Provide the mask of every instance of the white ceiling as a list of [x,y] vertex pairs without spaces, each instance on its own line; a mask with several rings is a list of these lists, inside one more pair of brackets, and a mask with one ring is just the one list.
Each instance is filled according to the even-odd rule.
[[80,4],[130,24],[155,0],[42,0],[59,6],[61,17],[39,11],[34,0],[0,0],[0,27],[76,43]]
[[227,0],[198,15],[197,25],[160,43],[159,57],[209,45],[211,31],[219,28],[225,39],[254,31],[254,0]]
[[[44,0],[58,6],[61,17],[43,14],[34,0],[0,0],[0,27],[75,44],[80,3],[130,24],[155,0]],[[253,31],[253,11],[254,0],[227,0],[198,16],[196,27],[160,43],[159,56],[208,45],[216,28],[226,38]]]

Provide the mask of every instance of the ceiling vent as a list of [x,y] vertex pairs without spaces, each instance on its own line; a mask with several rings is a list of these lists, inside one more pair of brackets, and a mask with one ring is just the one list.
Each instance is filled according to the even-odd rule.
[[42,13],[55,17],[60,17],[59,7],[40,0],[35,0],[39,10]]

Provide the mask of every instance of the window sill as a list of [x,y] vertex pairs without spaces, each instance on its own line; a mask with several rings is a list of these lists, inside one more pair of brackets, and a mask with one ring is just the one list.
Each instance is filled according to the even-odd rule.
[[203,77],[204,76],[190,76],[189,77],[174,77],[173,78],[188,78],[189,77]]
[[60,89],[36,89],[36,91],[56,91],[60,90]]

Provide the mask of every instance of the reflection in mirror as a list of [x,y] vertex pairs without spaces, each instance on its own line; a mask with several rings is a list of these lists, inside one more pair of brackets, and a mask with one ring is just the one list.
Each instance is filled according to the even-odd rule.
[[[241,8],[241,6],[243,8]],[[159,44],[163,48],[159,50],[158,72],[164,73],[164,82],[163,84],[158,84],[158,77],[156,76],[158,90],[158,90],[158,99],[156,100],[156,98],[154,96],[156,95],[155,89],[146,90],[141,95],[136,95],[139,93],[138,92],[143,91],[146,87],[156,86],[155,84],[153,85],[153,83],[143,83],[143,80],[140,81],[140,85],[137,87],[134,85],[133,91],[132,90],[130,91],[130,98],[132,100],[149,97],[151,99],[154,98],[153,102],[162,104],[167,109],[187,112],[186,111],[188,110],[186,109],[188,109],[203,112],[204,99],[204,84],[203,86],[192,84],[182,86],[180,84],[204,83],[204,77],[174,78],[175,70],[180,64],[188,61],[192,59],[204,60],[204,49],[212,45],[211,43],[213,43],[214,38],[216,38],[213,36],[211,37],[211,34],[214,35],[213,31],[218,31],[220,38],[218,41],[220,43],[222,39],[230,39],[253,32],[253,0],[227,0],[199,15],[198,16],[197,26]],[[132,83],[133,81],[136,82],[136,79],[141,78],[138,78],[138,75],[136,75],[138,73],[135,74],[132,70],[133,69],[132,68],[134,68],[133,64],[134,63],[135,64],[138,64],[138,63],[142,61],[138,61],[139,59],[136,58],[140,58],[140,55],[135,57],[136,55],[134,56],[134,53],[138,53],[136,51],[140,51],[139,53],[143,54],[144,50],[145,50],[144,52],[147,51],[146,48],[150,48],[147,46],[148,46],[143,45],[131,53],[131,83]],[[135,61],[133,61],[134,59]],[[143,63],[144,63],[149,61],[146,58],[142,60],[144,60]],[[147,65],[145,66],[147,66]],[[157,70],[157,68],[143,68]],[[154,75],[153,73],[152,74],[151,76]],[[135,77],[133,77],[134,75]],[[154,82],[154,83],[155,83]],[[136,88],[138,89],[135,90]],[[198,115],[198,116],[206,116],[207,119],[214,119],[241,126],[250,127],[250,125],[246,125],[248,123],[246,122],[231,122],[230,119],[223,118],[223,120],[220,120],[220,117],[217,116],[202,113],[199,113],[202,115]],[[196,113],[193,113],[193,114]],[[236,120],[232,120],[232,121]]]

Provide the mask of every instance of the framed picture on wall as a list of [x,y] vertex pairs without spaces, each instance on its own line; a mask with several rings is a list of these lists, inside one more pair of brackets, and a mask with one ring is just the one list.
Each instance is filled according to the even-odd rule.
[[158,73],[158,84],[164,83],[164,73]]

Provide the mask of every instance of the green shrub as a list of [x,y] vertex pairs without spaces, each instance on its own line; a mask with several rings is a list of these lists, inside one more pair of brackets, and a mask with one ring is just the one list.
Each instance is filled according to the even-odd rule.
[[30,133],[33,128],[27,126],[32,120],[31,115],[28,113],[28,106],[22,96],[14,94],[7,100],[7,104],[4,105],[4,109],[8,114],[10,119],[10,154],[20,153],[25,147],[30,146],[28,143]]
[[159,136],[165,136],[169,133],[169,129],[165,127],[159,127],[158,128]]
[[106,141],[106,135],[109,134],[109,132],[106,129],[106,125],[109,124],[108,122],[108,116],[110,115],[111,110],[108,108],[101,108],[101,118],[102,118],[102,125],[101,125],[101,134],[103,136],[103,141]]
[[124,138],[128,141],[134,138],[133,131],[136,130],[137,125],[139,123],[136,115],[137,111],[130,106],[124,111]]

_ _ _ _ _ _ _

PROBLEM REQUIREMENTS:
Lay out the lines above as a two-column CSV with the header instruction,masks. Give one row for each passage that opens with "Provide the mask". Put that passage's text in the instruction column and its answer in the masks column. Wrap each field in double quotes and replace every line break with a space.

TASK ANSWER:
instruction,masks
"Provide the mask of every instance of the white ceiling as a list of [x,y] vertex pairs without spaces, each instance on its own line; a mask with several rings is a list of these lists, inside one more pair of brackets, and a mask with one ring is just the one list. Each instance is filled according to the even-odd rule.","[[80,4],[130,24],[155,0],[42,0],[59,6],[61,17],[39,11],[34,0],[0,0],[0,27],[76,43]] [[227,0],[198,15],[197,25],[160,43],[159,57],[209,45],[211,31],[219,28],[225,39],[254,31],[254,0]] [[[44,0],[58,6],[61,17],[43,14],[34,0],[0,0],[0,27],[75,44],[80,3],[130,24],[155,0]],[[253,31],[253,11],[254,0],[227,0],[198,16],[196,27],[160,43],[159,56],[208,45],[216,28],[226,38]]]"
"Provide the mask of every instance of the ceiling vent as a list of [x,y] vertex pairs without spaces, each instance on its own line; a mask with several rings is a list of these lists, inside one more pair of brackets, and a mask with one ring is just the one list. Each instance is filled according to the even-odd rule.","[[42,13],[55,17],[60,17],[59,7],[40,0],[35,0],[39,10]]"
"Provide the mask of every instance of the window sill as a list of [x,y] vertex pairs without spaces, each instance on its own line; a mask with several rings is a list of these lists, inside one more pair of brackets, and a mask with one ring is just the one list. Each instance is filled according to the even-odd rule.","[[203,77],[204,76],[190,76],[189,77],[174,77],[173,78],[188,78],[189,77]] [[60,89],[36,89],[36,91],[56,91],[60,90]]"
"Provide the mask of every instance of the reflection in mirror as a list of [x,y] vertex pairs without spaces, each instance on its own line; a mask with several rings is a list of these lists, inside one more pair of brackets, and a mask with one ring is just the one list. Each instance is filled according to the even-odd rule.","[[[241,8],[241,6],[243,8]],[[159,44],[163,48],[159,50],[158,72],[164,73],[164,82],[163,84],[158,84],[158,77],[156,76],[158,90],[158,90],[158,99],[156,100],[156,98],[154,96],[156,95],[155,89],[146,90],[141,95],[136,95],[139,93],[138,92],[143,91],[146,87],[156,86],[155,84],[153,85],[153,83],[143,83],[143,80],[140,81],[140,85],[137,87],[134,85],[133,91],[132,90],[130,91],[130,98],[132,100],[149,97],[151,99],[154,98],[153,102],[162,104],[167,109],[187,112],[186,111],[188,110],[186,109],[188,109],[203,112],[204,99],[204,84],[203,86],[192,84],[182,86],[180,84],[204,83],[204,77],[174,78],[175,70],[180,64],[188,61],[192,59],[204,60],[204,49],[212,45],[211,43],[213,43],[214,38],[216,38],[213,36],[211,37],[211,34],[214,35],[213,31],[218,31],[220,38],[218,41],[220,43],[222,39],[230,39],[253,32],[253,0],[227,0],[199,15],[198,16],[197,26]],[[132,83],[133,81],[136,82],[136,79],[141,78],[138,78],[138,75],[136,75],[138,73],[135,74],[132,70],[133,69],[132,68],[134,68],[133,64],[134,63],[135,64],[138,64],[138,63],[142,61],[138,61],[139,59],[136,58],[140,58],[140,55],[135,57],[136,55],[134,56],[134,53],[138,53],[136,51],[140,51],[139,53],[143,54],[144,50],[145,50],[144,52],[147,51],[146,48],[150,48],[147,46],[148,46],[143,45],[131,53],[131,83]],[[135,61],[133,61],[134,59]],[[143,63],[144,63],[149,61],[146,58],[142,60],[144,60]],[[147,65],[145,66],[147,66]],[[157,70],[157,68],[143,68]],[[154,75],[153,73],[152,74],[151,76]],[[135,77],[133,77],[134,75]],[[154,82],[154,83],[155,83]],[[136,88],[138,89],[135,90]],[[198,115],[198,116],[206,116],[207,119],[214,119],[241,126],[250,127],[250,125],[246,125],[248,123],[246,122],[231,122],[230,119],[223,118],[223,120],[220,120],[220,117],[217,116],[202,113],[199,113],[202,115]],[[196,113],[193,113],[193,114]],[[236,120],[232,120],[232,121]]]"
"Provide the mask of every instance of the framed picture on wall as a list of [x,y] vertex pairs without spaces, each instance on its own line; a mask with several rings is a list of these lists, inside one more pair of brackets, and a mask with one ring is just the one list. Each instance is filled according to the even-odd rule.","[[158,73],[158,84],[164,83],[164,73]]"
"Provide the mask of every instance of the green shrub as a list of [x,y] vertex pairs without spaces, each instance on its own line; a mask with several rings is a list of these lists, inside one more pair of brackets, and a mask with one ring is just the one list. Each instance is filled according to the even-odd rule.","[[30,133],[33,128],[27,126],[32,120],[31,115],[28,113],[28,106],[22,96],[14,94],[7,100],[7,104],[4,105],[4,109],[8,114],[10,119],[10,154],[20,153],[25,147],[30,146],[28,143]] [[159,136],[165,136],[169,133],[169,129],[165,127],[159,127],[158,128]] [[106,141],[106,135],[109,134],[109,132],[106,129],[106,125],[109,124],[108,122],[108,116],[110,115],[111,110],[108,108],[101,108],[101,118],[102,118],[102,125],[101,125],[101,134],[103,136],[103,141]] [[124,138],[128,141],[134,138],[133,131],[136,130],[137,125],[139,123],[136,115],[137,111],[130,106],[124,111]]"